> _Problem_
Please retype, character for character, the portion of the entries below that runs from the line containing "582L874 583L873 567L863" to the last line.

******

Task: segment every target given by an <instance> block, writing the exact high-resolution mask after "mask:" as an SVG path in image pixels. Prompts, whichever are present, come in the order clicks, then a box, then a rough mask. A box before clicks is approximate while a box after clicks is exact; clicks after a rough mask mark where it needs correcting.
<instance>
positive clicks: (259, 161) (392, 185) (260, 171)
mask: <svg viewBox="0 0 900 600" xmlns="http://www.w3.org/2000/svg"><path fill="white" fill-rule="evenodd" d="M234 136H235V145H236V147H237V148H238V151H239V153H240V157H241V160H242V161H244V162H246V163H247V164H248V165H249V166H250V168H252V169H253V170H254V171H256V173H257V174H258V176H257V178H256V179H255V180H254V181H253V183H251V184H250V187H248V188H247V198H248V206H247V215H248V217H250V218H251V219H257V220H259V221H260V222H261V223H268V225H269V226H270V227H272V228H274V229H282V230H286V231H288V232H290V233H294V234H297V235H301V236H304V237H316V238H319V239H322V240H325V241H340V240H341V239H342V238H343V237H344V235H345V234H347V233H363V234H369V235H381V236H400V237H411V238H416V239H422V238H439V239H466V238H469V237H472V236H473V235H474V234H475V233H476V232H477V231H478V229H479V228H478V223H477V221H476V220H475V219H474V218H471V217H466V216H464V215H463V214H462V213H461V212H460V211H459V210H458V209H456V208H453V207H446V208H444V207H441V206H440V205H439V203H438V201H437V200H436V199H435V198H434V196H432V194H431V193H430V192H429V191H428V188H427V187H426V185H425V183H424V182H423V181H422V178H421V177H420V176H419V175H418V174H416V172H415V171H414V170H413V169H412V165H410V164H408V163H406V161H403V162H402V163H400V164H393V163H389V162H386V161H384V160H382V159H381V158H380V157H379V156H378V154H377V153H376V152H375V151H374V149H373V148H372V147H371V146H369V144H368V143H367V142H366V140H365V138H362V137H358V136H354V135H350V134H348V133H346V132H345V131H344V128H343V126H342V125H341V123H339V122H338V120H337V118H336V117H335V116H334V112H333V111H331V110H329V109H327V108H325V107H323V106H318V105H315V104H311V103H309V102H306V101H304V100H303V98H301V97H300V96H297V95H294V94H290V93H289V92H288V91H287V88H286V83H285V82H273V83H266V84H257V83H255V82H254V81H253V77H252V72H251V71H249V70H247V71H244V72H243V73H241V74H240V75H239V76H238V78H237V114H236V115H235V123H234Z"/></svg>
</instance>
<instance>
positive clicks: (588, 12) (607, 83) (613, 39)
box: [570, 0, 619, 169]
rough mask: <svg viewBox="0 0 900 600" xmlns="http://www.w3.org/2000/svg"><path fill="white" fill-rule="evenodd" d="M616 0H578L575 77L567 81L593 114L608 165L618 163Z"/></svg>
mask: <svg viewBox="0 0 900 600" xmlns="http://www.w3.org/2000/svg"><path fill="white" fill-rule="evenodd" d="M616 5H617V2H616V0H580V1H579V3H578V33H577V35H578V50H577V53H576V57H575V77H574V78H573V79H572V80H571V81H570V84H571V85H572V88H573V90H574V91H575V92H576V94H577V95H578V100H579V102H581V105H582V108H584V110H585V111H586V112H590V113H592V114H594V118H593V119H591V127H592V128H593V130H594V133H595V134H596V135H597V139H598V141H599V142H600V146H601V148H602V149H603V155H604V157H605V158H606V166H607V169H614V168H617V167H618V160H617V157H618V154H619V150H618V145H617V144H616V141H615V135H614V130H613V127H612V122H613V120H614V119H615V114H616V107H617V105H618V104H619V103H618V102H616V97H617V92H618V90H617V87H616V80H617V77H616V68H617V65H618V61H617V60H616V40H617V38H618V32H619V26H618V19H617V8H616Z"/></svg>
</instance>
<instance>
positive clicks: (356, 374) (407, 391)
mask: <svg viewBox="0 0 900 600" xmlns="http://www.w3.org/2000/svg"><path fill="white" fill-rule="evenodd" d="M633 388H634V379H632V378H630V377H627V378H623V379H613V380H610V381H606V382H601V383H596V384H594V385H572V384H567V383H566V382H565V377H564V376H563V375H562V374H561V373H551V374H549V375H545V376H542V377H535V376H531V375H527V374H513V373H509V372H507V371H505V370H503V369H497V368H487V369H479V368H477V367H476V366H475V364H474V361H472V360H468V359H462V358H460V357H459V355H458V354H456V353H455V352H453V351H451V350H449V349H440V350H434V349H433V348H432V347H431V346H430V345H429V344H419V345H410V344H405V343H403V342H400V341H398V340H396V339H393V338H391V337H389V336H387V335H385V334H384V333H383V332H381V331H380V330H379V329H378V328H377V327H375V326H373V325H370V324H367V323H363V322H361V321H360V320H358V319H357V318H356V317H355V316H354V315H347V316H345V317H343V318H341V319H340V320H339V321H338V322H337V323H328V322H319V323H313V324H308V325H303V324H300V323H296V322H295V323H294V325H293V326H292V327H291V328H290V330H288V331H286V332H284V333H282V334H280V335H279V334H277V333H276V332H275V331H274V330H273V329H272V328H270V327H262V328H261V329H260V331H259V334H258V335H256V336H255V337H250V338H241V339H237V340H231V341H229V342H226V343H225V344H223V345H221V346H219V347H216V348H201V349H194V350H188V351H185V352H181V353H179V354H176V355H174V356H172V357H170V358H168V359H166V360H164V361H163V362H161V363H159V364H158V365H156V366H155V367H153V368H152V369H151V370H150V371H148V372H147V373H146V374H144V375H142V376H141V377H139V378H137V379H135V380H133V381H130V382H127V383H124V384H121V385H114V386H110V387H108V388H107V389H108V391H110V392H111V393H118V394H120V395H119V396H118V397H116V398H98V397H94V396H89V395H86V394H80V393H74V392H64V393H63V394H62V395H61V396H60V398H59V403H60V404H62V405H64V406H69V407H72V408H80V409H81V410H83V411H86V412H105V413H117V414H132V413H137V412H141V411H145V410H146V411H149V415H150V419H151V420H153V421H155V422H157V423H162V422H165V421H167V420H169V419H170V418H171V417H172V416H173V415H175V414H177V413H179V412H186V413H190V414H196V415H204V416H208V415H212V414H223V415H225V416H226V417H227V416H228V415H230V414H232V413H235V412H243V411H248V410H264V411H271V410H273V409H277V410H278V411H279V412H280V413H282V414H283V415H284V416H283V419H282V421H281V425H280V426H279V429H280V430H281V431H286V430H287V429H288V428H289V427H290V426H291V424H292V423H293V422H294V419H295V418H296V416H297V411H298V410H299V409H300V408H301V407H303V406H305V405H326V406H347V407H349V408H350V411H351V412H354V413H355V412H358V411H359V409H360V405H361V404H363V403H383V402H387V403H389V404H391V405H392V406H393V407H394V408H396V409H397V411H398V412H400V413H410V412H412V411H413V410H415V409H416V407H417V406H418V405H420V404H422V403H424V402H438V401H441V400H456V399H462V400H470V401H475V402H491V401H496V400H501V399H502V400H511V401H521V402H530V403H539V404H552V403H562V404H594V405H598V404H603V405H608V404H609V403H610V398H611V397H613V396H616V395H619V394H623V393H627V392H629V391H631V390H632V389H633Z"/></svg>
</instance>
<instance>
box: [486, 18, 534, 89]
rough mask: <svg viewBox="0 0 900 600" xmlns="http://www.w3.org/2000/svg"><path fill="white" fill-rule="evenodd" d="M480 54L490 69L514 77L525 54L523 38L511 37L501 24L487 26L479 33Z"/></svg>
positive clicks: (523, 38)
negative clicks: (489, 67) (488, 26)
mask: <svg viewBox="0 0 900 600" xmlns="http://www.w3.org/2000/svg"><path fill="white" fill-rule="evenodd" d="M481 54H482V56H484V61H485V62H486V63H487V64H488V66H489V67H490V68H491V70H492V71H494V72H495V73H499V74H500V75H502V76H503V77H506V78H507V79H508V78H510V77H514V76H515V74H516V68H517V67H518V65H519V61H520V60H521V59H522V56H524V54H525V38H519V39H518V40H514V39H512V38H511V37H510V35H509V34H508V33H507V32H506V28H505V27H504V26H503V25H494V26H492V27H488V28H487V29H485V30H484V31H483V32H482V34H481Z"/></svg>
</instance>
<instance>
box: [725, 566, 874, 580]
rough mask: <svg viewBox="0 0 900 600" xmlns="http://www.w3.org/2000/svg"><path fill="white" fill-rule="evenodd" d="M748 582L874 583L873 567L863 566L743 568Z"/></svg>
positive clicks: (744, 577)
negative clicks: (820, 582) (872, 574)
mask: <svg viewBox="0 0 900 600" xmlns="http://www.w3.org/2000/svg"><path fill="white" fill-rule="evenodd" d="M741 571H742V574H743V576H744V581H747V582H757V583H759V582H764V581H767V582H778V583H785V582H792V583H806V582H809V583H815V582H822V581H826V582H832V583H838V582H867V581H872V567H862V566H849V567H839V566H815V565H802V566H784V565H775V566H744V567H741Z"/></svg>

******

> _Answer box_
rough mask: <svg viewBox="0 0 900 600" xmlns="http://www.w3.org/2000/svg"><path fill="white" fill-rule="evenodd" d="M748 582L874 583L873 567L863 566L743 568Z"/></svg>
positive clicks: (744, 577)
negative clicks: (820, 582) (872, 574)
mask: <svg viewBox="0 0 900 600" xmlns="http://www.w3.org/2000/svg"><path fill="white" fill-rule="evenodd" d="M741 571H742V574H743V576H744V581H747V582H757V583H759V582H764V581H767V582H778V583H785V582H792V583H806V582H809V583H815V582H822V581H826V582H832V583H838V582H867V581H872V567H862V566H849V567H839V566H815V565H802V566H784V565H775V566H744V567H741Z"/></svg>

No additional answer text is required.